Exercise details: If a line in the listing below includes the string "query", pull it out.
═════ Data to examine
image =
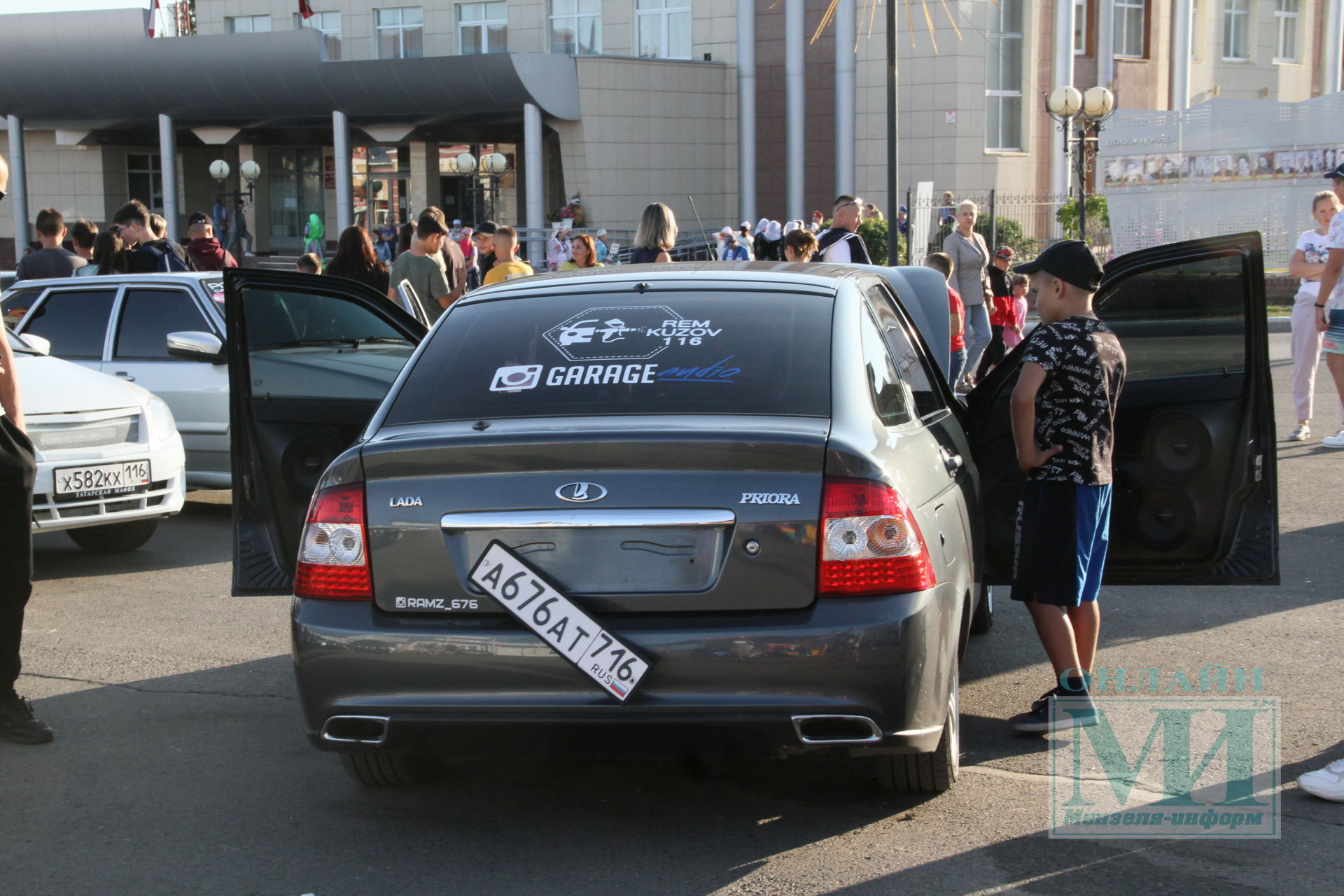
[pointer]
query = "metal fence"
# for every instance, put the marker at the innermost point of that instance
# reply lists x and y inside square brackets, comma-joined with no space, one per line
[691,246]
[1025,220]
══════════
═════ Data to examine
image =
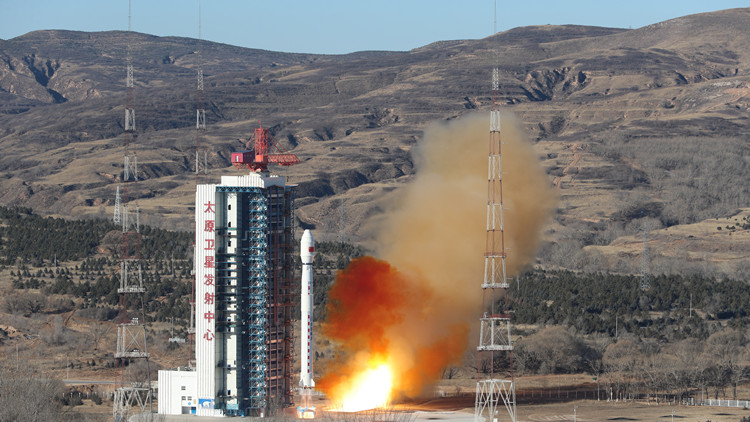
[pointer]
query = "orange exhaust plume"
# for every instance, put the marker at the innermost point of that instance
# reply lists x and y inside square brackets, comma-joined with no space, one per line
══════════
Response for this exercise:
query = "metal fence"
query = "orange exhaust plume"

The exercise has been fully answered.